## Given information
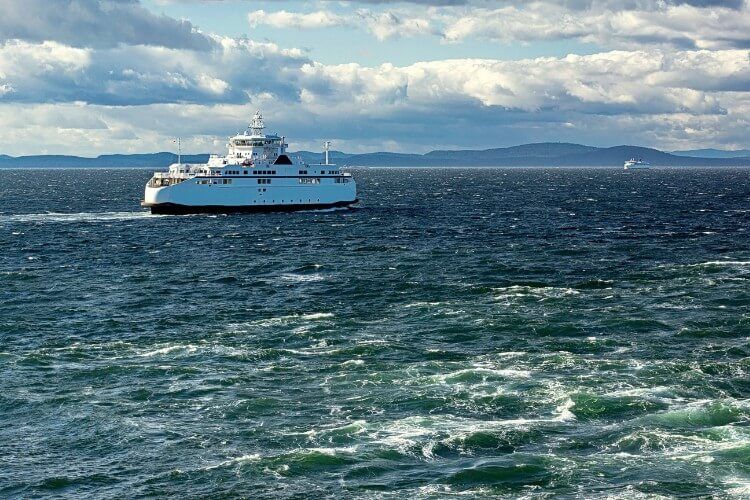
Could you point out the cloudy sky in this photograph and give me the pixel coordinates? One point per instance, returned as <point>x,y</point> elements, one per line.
<point>101,76</point>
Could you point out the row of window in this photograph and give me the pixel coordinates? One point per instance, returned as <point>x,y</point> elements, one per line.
<point>214,181</point>
<point>301,180</point>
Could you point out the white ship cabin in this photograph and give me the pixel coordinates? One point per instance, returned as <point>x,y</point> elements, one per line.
<point>252,154</point>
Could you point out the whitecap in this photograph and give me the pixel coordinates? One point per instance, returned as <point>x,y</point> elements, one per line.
<point>75,217</point>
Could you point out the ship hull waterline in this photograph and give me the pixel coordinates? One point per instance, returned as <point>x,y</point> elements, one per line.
<point>178,209</point>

## Exercise task
Rewrite all of the lines above, replacing every "photograph" with "image" and changing nothing else. Leave the pictures out.

## Correct answer
Could you point out the cloudy sky in this image and give me the pixel coordinates? One point per instance, returned as <point>x,y</point> elements, one per line.
<point>101,76</point>
Could you point out the row of window in this image and give me the pixel coordinates? One point per instance, returned as <point>x,y</point> elements, one per line.
<point>214,181</point>
<point>301,180</point>
Could you point out the white ship cabin in this image and give me the pixel coordinates? One point per instance, returned as <point>x,y</point> elements, one per line.
<point>252,154</point>
Could you point out the whitecap in this image and give me the pixel coordinates? One point per instance, returned as <point>x,y</point> elements, one per line.
<point>75,217</point>
Could you point out the ship hull waterline in this image and give me the pixel coordinates? One point per instance, returned as <point>x,y</point> elements, one per line.
<point>178,209</point>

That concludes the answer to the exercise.